[Text block]
Jaimee Peters photo of a Willow Midwives helping with a birth. Willow is closing its doors March 31 because of a shortage of midwives. (Contributed)

Jaimee Peters photo of a Willow Midwives helping with a birth. Willow is closing its doors March 31 because of a shortage of midwives. (Contributed)

Petition to save South Okanagan’s only midwife clinic nears 3,000 signatures

After 12 years, Willow Community Midwives has to close its doors due to a shortage of midwives

Women are taking action after the South Okanagan’s only midwives clinic, Willow Community Midwives, announced it is closing its doors due to a shortage of midwives.

A petition to Penticton MLA Dan Ashton is nearing 3,000 signatures in less than one week and a Summerland councillor is speaking out, after having two home births with Willow Midwives.

“Willow Community Midwives catch 30 per cent of the babies in our area,” wrote Coun. Erin Carlson on her personal Facebook page.

“Both of my children were born at home under the professional guidance and care from the team at Willow Community Midwives.”

Carlson is asking people to write their MLAs and Minister of Health Adrian Dix.

“If you’ve been supported by midwives, now is your chance to support them back,” she wrote. “Let your politicians know how important midwifery services are to you, and why increased funding/government support is needed.”

On Feb. 5, Willow annouced that it was shutting down after 12 years of helping bring hundreds of babies into this world.

Willow Community Midwives has a form letter created to encourage people to email the provincial government in hopes that a comeback can be made to the South Okanagan one day.
[/Text block]
[Provided data]
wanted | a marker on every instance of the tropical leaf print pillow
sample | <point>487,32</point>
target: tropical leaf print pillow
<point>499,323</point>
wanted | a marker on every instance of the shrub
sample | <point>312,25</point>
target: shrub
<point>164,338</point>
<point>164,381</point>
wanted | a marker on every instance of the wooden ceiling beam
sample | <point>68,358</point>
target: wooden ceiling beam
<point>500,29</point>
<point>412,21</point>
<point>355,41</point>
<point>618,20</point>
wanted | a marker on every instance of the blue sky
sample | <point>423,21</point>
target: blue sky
[/Provided data]
[Provided data]
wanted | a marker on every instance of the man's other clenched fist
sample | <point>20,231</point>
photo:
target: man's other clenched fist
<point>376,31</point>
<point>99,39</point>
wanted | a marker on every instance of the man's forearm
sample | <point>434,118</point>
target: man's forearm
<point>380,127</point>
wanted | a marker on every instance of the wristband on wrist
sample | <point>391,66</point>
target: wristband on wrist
[/Provided data]
What to produce — Can you update the midwife clinic article, starting with "Carlson is asking" and going on through "into this world.", writing "elected officials" in place of "politicians"?

Output of the task —
Carlson is asking people to write their MLAs and Minister of Health Adrian Dix.

“If you’ve been supported by midwives, now is your chance to support them back,” she wrote. “Let your elected officials know how important midwifery services are to you, and why increased funding/government support is needed.”

On Feb. 5, Willow annouced that it was shutting down after 12 years of helping bring hundreds of babies into this world.